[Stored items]
◇ ◇ ◇

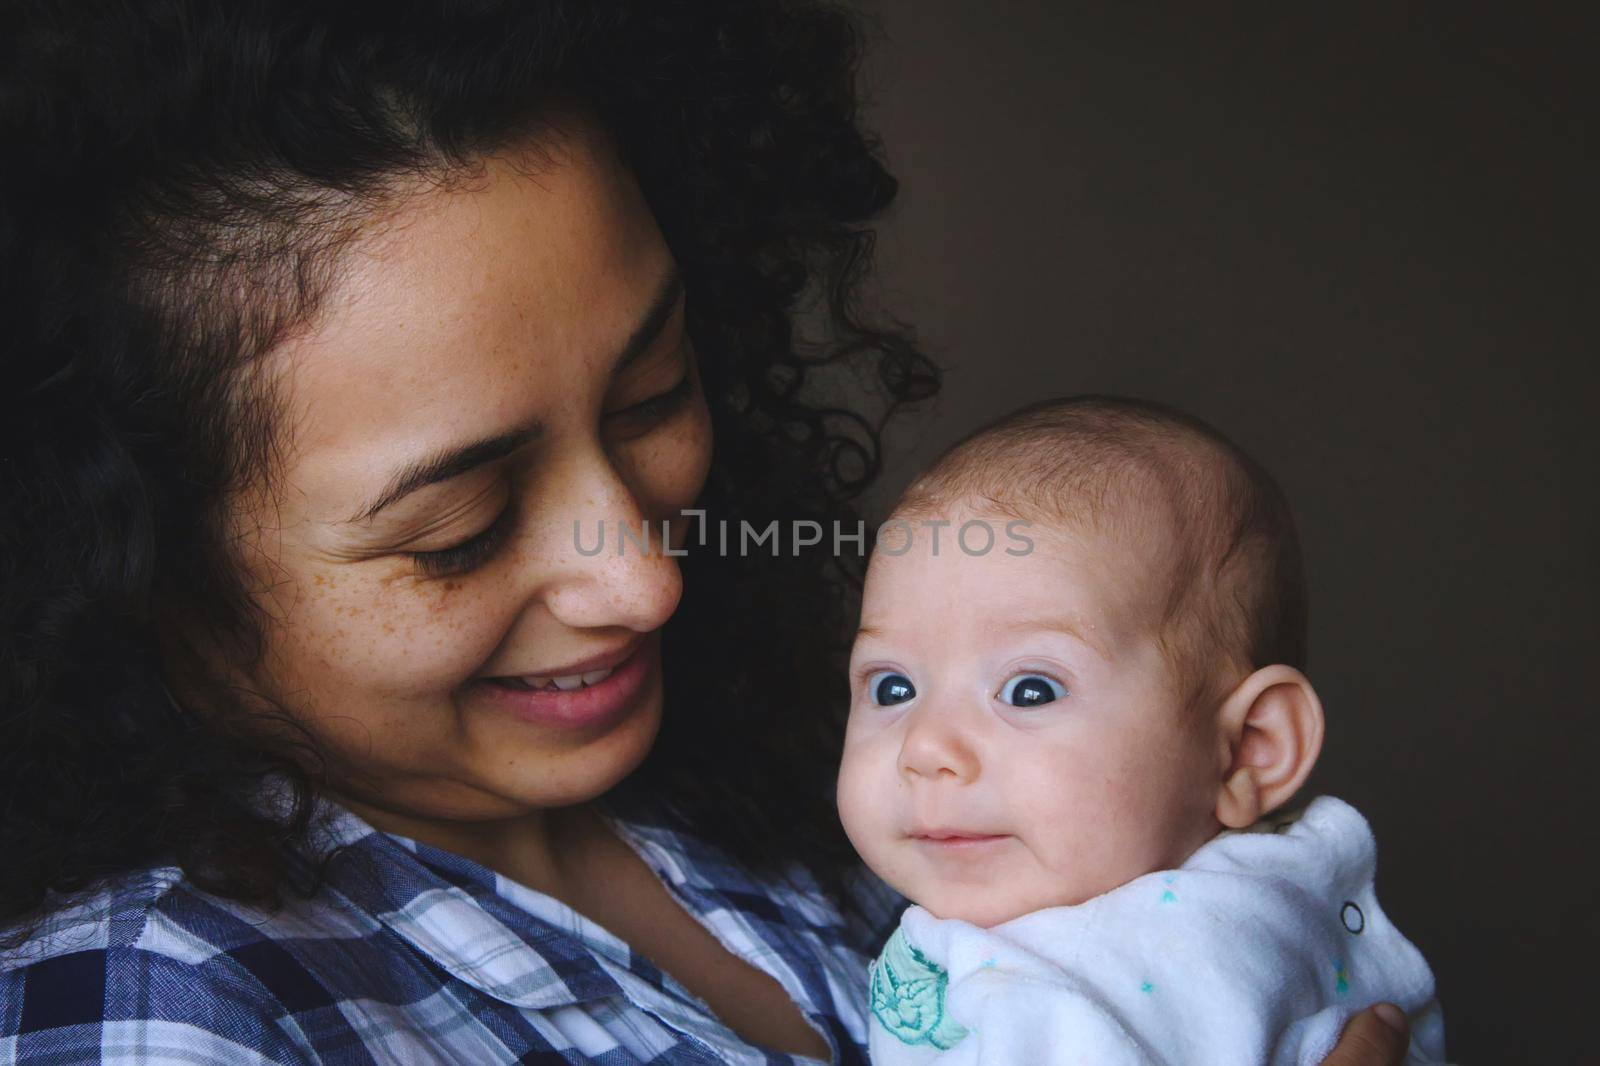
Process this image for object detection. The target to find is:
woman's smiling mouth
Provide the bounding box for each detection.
[498,667,617,691]
[480,636,656,730]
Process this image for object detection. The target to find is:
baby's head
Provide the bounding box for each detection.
[837,395,1324,927]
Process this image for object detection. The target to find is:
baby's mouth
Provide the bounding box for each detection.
[907,828,1011,846]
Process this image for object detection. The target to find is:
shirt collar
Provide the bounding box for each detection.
[288,791,624,1010]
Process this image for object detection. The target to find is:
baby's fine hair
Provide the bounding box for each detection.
[893,395,1307,712]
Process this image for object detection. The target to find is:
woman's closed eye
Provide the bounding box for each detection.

◇ ◇ ◇

_What the task requires_. Every entry is to be transcribed exactly, but the pictures are to be left out.

_Answer space_.
Process this image for object detection. The target to find is:
woman's smiling mouth
Provide the bounding box for each detection.
[498,667,617,691]
[480,636,656,730]
Process this image for object detection. The target to find is:
baby's head
Provide the bounding box for each detection.
[837,395,1324,927]
Process this image for object detection. The target to find is:
baby's mouth
Provide the bounding box for each detection.
[907,828,1011,846]
Process this image for object detection. The target to find is:
shirt collar
Provide the bounding box for each detection.
[288,791,624,1010]
Process this image for object detection. The target to find is:
baby's fine hair
Provide the bounding box for each detection.
[893,395,1307,712]
Process this image for object detection. The target to find is:
woman's closed eye
Provide the bounding box for each detection.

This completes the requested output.